Data excerpts
---

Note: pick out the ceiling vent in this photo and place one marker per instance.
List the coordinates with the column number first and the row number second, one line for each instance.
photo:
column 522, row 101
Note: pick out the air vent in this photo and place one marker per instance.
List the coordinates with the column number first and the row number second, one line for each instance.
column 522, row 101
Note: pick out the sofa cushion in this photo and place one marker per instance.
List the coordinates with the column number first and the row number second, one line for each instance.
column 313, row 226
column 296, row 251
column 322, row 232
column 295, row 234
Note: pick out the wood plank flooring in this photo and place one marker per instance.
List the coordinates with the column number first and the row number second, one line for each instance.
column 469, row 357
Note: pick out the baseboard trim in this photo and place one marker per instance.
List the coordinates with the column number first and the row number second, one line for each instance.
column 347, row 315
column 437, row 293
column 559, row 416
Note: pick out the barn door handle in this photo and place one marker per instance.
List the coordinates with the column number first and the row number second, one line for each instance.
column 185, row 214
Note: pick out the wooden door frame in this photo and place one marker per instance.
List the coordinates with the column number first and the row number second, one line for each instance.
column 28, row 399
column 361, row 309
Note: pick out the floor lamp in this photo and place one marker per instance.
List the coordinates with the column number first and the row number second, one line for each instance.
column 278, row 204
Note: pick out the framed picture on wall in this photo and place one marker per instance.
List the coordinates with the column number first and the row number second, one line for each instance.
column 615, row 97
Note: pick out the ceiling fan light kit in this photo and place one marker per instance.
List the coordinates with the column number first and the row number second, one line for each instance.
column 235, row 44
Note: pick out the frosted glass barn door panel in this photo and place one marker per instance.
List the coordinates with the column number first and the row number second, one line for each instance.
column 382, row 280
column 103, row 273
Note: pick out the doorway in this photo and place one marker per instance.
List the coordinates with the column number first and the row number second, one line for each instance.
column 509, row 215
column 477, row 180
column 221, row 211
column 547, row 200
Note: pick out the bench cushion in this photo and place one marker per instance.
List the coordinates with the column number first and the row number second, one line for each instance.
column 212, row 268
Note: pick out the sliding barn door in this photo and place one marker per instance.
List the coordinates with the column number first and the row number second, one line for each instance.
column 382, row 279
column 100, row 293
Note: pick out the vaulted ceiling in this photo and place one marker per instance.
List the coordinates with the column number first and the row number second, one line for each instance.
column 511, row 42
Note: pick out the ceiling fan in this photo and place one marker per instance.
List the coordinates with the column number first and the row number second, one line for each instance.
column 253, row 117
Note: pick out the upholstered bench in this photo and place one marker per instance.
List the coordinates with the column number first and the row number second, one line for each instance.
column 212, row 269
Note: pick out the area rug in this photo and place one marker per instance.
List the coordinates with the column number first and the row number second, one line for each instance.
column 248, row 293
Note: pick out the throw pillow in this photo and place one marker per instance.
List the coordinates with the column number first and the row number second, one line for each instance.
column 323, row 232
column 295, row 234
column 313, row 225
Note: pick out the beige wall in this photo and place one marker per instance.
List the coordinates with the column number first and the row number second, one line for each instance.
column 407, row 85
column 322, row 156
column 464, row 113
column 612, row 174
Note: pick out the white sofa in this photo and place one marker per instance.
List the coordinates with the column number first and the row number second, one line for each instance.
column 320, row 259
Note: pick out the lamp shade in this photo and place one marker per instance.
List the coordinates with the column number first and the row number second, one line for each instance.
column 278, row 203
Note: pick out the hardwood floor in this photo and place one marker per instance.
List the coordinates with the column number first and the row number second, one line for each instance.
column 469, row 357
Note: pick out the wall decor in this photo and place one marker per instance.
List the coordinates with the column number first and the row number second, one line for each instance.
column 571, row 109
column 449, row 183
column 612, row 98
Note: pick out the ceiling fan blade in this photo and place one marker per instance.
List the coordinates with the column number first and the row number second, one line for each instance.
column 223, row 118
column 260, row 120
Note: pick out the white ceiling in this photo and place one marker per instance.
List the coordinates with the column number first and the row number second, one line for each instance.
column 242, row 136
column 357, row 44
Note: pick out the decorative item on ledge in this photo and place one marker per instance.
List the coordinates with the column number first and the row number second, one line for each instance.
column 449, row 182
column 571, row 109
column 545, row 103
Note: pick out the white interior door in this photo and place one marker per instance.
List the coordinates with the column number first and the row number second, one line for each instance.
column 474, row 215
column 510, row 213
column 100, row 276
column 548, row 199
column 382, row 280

---

## EXERCISE REQUIREMENTS
Print, without alteration, only the lines above between the one holding "Note: pick out the doorway" and the one holding "Note: pick out the area", inclusive.

## RESPONSE BELOW
Note: pick out the doorway in this photo and place one marker per instance.
List the coordinates with the column number first and the row number second, one line for each instance.
column 509, row 215
column 477, row 180
column 221, row 211
column 547, row 200
Note: pick out the bench cushion in this photo and place one marker per instance.
List the coordinates with the column number first and the row number second, one line for each instance.
column 212, row 268
Note: pick out the sliding barn door in this photo and place one marker per instance.
List the coordinates with the column number first and the row number second, one line for each instance.
column 382, row 279
column 100, row 293
Note: pick out the vaulted ceiling in this photo and place one marker per instance.
List the coordinates with the column number first and the row number second, one line for each instance.
column 511, row 42
Note: pick out the ceiling fan in this photo and place one marker per instance.
List the coordinates with the column number first and the row number second, one line for each instance.
column 253, row 117
Note: pick out the upholstered bench in this photo and place one marker per instance.
List the coordinates with the column number first and the row number second, one line for each instance.
column 212, row 269
Note: pick out the area rug in this photo and place one marker per instance.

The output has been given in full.